Repeat the listing in full, preserving every character.

**Supplied entries:**
———
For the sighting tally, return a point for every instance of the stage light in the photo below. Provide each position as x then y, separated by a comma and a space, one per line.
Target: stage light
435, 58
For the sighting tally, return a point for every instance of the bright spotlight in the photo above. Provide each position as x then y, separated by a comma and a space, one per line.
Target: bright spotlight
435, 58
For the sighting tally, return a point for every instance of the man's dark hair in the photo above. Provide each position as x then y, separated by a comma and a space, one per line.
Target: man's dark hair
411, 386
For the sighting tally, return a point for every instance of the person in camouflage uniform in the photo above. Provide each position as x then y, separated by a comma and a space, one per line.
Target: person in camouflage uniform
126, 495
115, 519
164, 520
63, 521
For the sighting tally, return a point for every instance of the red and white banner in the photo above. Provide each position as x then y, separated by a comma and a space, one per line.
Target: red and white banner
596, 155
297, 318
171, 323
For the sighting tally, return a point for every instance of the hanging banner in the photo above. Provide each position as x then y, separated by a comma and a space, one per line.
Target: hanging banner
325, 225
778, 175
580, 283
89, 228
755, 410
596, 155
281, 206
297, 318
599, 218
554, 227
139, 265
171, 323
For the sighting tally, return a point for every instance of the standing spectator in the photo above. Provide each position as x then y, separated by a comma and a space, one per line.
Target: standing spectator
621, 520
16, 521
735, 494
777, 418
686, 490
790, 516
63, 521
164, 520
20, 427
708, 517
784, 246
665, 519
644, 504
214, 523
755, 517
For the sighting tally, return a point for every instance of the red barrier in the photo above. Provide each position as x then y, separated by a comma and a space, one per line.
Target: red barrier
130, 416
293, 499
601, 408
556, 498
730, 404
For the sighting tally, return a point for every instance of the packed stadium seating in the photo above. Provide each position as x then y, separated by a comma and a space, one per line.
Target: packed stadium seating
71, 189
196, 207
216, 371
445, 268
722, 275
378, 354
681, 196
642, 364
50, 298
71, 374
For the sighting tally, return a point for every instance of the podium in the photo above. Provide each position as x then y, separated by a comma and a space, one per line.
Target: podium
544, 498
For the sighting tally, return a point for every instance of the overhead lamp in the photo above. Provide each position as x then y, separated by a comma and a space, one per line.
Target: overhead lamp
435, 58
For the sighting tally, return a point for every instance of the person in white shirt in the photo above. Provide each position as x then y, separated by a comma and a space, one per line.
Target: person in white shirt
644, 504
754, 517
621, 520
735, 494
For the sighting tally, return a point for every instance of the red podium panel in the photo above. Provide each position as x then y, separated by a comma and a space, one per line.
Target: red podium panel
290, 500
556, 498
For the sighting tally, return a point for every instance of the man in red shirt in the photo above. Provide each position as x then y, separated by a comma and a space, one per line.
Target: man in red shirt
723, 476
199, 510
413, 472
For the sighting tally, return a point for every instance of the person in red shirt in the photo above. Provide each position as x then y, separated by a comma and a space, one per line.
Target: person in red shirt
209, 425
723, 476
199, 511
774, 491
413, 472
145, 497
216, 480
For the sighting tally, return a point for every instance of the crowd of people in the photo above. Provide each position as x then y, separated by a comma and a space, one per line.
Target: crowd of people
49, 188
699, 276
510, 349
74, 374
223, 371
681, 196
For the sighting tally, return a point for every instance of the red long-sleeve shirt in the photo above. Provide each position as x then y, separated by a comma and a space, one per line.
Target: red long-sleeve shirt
———
**Correct answer:**
For the sighting tally, return a point for every instance of the stage light in the photo below. Provide each position as x then y, separated by a comma and a space, one per line.
Target: stage light
435, 58
For the sighting tally, return a point for every instance of the bright spotlight in the photo above. Provide each position as x then y, separated by a comma and a space, one per line.
Target: bright spotlight
435, 58
For the sighting tally, return a point for every instance of the man's dark hair in the photo above. Provide each position as x then y, separated by a comma and a space, one per line.
Target: man's dark hair
411, 386
For the sighting tally, return a point for every instance of the person in camouflage uniform in the photo above. Provide each position as x then y, separated by a comma and a space, one per line.
Target: person in camouflage uniform
126, 495
115, 519
164, 520
63, 521
For the sighting tally, return a point for every instance of the red and white banner in the photo above. Provide each position as x then y, separated by a comma and a space, one per line.
Target: red and white banner
596, 155
297, 318
171, 323
For the sighting tally, return a point for every instance of the hanging banner in the photo above. Provide each position as x then y, separated by a comma and a space, one per line.
Target: hanging banner
325, 225
778, 175
580, 283
89, 228
755, 410
596, 155
281, 206
297, 318
599, 218
554, 227
139, 265
171, 323
For the sighting tally, return a point for every instance of the standing spectator in the photo above. Provide each position as x then y, separated by a comma and a space, one per line.
Target: standing spectator
621, 520
16, 521
735, 494
777, 418
686, 490
790, 516
63, 521
164, 520
20, 427
708, 517
784, 246
665, 519
644, 504
214, 523
755, 517
For the sighting tally, return a point for every instance of the red barrier in the photo above. Provide each position as x then y, separated by a comma and a space, one per line.
Target: red barrier
130, 416
293, 499
601, 408
556, 498
730, 404
For the sighting tally, return a point for every instance of the packed stadium seating in the photo above. Provide each position as x then y, separated by a comma and a space, one per line.
Target: packed stadium seating
71, 189
196, 207
216, 371
445, 268
722, 275
378, 354
681, 196
642, 364
50, 298
71, 374
For the sighting tally, return a point for every instance of the podium in the photo above. Provide each position as x then y, separated by a comma and a space, one per line.
Target: podium
544, 498
For the sighting tally, return a point for every instance of the overhead lamp in the photo above. Provide each position as x then y, separated by a comma and a space, one per line.
Target: overhead lamp
435, 58
For the sighting tally, return a point for every instance of the person in white shirt in the photo above. Provide each position as x then y, separated by a comma and a space, one per line.
Target: person in white shirt
644, 504
754, 517
621, 520
735, 494
For the sighting tally, return a point for every instance of the red podium panel in the photo above. Provide each position as x then y, separated by a comma and a space, one per line.
Target: red podium panel
290, 500
556, 498
For the sighting tally, return a point for every instance of the man in red shirt in the photo above. Provide each position as x then y, separated by a comma and a space, one per line.
Target: man in red shirt
723, 476
199, 510
413, 472
For the sighting tally, return a point for every instance of the person in red shirt in the photo above. Provide each position as x then y, separated by a comma and a space, one per line.
Target: person in red shirt
209, 425
723, 476
199, 511
774, 491
413, 472
145, 497
216, 480
For the sighting tally, return a point for every instance of the crowd of people in the photo above. Provide each position as x then y, separated by a comma and a space, one per line.
Target: crowd of people
49, 188
699, 276
510, 349
74, 374
223, 371
681, 196
For the sighting tally, return a point for every instance of the red long-sleeve shirt in the photo above. Provide each position as x then y, separated by a comma and a space, one per line.
Target: red long-sleeve shirt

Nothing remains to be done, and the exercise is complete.